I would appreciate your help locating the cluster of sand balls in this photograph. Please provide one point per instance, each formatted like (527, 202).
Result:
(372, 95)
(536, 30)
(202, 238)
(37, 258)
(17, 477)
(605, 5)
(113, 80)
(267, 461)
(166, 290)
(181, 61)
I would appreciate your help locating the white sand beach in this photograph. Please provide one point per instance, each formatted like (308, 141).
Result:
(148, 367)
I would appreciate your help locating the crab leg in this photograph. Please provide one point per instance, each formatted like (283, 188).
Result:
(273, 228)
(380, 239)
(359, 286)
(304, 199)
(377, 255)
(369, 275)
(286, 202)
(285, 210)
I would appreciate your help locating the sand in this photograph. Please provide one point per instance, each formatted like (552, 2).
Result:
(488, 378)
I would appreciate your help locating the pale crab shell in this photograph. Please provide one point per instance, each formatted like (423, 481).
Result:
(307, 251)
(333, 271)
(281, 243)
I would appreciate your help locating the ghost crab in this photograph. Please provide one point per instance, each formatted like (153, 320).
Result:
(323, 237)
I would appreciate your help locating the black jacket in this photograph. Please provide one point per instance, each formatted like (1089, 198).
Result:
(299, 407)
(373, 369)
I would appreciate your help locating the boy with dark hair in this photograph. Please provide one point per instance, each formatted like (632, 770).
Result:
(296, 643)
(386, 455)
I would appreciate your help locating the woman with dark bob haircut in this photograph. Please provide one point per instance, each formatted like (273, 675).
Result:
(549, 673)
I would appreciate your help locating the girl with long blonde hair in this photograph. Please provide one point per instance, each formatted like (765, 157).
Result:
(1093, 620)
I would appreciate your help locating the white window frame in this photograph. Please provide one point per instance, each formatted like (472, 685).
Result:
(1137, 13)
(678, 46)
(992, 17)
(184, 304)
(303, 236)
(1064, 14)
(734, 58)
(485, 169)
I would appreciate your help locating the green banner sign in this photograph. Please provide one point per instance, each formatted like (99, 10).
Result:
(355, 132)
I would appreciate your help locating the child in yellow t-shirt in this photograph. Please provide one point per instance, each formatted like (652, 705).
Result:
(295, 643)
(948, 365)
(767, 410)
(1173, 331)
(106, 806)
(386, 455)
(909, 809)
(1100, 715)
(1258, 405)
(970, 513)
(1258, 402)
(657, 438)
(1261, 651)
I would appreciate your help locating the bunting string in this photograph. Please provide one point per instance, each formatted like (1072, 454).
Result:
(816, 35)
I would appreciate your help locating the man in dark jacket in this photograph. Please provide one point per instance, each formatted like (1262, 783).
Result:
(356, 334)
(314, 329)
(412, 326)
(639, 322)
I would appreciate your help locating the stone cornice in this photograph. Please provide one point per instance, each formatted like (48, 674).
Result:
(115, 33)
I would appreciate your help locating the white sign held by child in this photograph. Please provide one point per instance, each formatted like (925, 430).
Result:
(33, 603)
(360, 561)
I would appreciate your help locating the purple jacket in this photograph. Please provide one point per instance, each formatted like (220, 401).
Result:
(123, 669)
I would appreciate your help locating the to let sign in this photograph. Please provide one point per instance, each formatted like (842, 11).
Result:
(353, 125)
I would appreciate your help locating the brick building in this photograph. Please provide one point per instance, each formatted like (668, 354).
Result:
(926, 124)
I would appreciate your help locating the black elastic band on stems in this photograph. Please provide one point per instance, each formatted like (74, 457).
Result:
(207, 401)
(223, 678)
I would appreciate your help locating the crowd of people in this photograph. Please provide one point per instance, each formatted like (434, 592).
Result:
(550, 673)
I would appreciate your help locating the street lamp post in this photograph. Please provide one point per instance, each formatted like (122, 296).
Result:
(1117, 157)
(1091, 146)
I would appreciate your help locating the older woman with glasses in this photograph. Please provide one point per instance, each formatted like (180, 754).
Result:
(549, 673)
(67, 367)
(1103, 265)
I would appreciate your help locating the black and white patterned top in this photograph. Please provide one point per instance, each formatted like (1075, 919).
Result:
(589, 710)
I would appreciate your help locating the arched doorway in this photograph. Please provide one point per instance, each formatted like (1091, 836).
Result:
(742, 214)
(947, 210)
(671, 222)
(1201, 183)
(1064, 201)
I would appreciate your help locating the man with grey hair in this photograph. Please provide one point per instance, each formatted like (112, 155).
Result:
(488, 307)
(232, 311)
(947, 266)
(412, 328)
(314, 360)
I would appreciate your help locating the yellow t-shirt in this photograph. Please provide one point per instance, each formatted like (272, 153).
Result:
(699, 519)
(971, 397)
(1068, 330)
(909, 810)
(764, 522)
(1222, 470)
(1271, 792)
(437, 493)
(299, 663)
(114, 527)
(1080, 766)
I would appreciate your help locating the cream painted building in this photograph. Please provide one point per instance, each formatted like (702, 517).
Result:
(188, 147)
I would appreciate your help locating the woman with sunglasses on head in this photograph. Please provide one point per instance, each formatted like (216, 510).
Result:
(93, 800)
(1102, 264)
-------
= Task instructions =
Reproduce all of the material above word for word, keeping every line and point unchanged.

= Result =
I would appreciate your help locating the cluster of sand balls in this photograph. Please provide one point per instance, each formatted like (527, 202).
Result:
(372, 95)
(536, 30)
(202, 238)
(37, 258)
(17, 477)
(605, 5)
(113, 80)
(267, 461)
(166, 290)
(181, 61)
I would appreciate your help locating the white sand beach in this photograph. Please provide one point per instance, each formatted like (308, 141).
Result:
(148, 367)
I would appreciate your help locating the crab leg in this photograph. Please provide one point per instance, each formatted like (283, 188).
Result:
(273, 228)
(380, 239)
(359, 286)
(304, 199)
(377, 255)
(369, 275)
(286, 202)
(285, 210)
I would appreciate your help locating the sand in this photograph. Please provide one point per instance, each formatted like (552, 2).
Result:
(488, 378)
I would appreciate your help locating the pale crab shell in this photograph. Please provide one point per instance, each formatted like (423, 481).
Result:
(307, 251)
(333, 271)
(281, 243)
I would appreciate your help locating the ghost crab in this photograph. Please provide one point per instance, each formatted like (153, 320).
Result:
(323, 237)
I would appreciate your help locating the black jacket in this photograph. Please provide one point per instance, each formatted like (1089, 198).
Result:
(299, 407)
(373, 369)
I would appreciate your help locating the boy with dark hair in this photograph. Please provide one point per instance, each formatted like (632, 770).
Result:
(296, 643)
(386, 455)
I would appreciate your help locating the woman with dark bob haircut in this photograph. Please provide one point per instance, each formatted like (273, 675).
Result:
(549, 673)
I would appreciate your help locating the girl with long blonde hair in this photograph. Please provide one point per instance, each formatted like (765, 157).
Result:
(1093, 620)
I would appreciate your help locating the white window frame in this photograph. Please provide one point per instance, each formatted like (472, 685).
Result:
(1137, 13)
(678, 46)
(992, 17)
(184, 304)
(303, 236)
(1064, 14)
(734, 58)
(485, 169)
I would appreciate your help locating the green banner sign in this photograph. Please provide one point per instance, each formatted like (99, 10).
Result:
(355, 132)
I would appreciate your help locating the child in yellow t-shirt in this photograph. Please provide one point per instance, each formatted like (652, 705).
Result:
(295, 643)
(948, 365)
(767, 410)
(1173, 331)
(106, 806)
(386, 455)
(909, 809)
(1100, 715)
(1258, 405)
(970, 513)
(1258, 402)
(657, 438)
(1261, 651)
I would appreciate your help locating the bunting string in this photograph. Please provide one point per instance, each formatted like (1072, 454).
Result:
(816, 35)
I would appreciate your help locating the man in dark jacket in this photograph. Please provide one point per instance, each formatted like (1262, 783).
Result:
(356, 334)
(314, 329)
(412, 326)
(639, 322)
I would appreciate your help locating the stone cornice in this photograph. Please provide one point per instance, each formatted like (48, 674).
Result:
(115, 33)
I would appreciate your help locating the white sign held by child in this photograph. Please provide one point per instance, each formatted like (925, 430).
Result:
(33, 603)
(360, 561)
I would appreciate your help locating the purple jacket in this photograph. Please provide one point per instance, each formatted like (220, 401).
Result:
(123, 669)
I would appreciate your help locating the to let sign in this photograph. Please provide one point per instance, each formatted like (842, 11).
Result:
(353, 125)
I would appreciate your help locating the brick building in this photograph. Please provide one point per instance, each formatted like (668, 354).
Result:
(926, 124)
I would appreciate your help locating the black elastic band on stems in this photograph. Please provide one point per instance, each formatted like (74, 457).
Result:
(207, 401)
(223, 678)
I would appreciate your help locating the crowd of people in this photograph. Please provide one point per instance, each formatted like (434, 592).
Result:
(550, 673)
I would appreciate your help locating the street lamp post in this photograph. Please provide one point per instance, each formatted like (122, 296).
Result:
(1117, 157)
(1091, 146)
I would appreciate your help locating the older woman with glasses in this photograph. Please provide one point per instance, each formatted like (180, 754).
Result:
(549, 673)
(67, 367)
(1103, 265)
I would appreciate your help locating the black and white patterned top in this photograph. Please provide one point per instance, each formatted like (1075, 919).
Result:
(589, 710)
I would appreciate your help locating the arched doorway in this photograph. Please provide one point per instance, each formatted like (1091, 836).
Result:
(742, 214)
(947, 210)
(671, 222)
(1201, 183)
(1064, 201)
I would appreciate your help locating the man with grey hair in this photograph. Please provide one point per instance, each formatted like (112, 155).
Result:
(488, 307)
(232, 311)
(947, 266)
(412, 328)
(314, 360)
I would appreciate your help locating the yellow t-shirt in this photograph. Please provide one point per instance, each formatted like (272, 153).
Result:
(699, 519)
(971, 397)
(1068, 330)
(909, 810)
(764, 522)
(1222, 470)
(1271, 792)
(437, 493)
(299, 663)
(114, 527)
(1080, 766)
I would appreciate your help locating the cream painted building in this photograph. Please provide one point per instance, each formatted like (702, 517).
Result:
(188, 147)
I would appreciate your help locating the woman with sunglasses on head in this photograph. Please provide one point per instance, each formatted like (216, 510).
Result:
(93, 800)
(1102, 264)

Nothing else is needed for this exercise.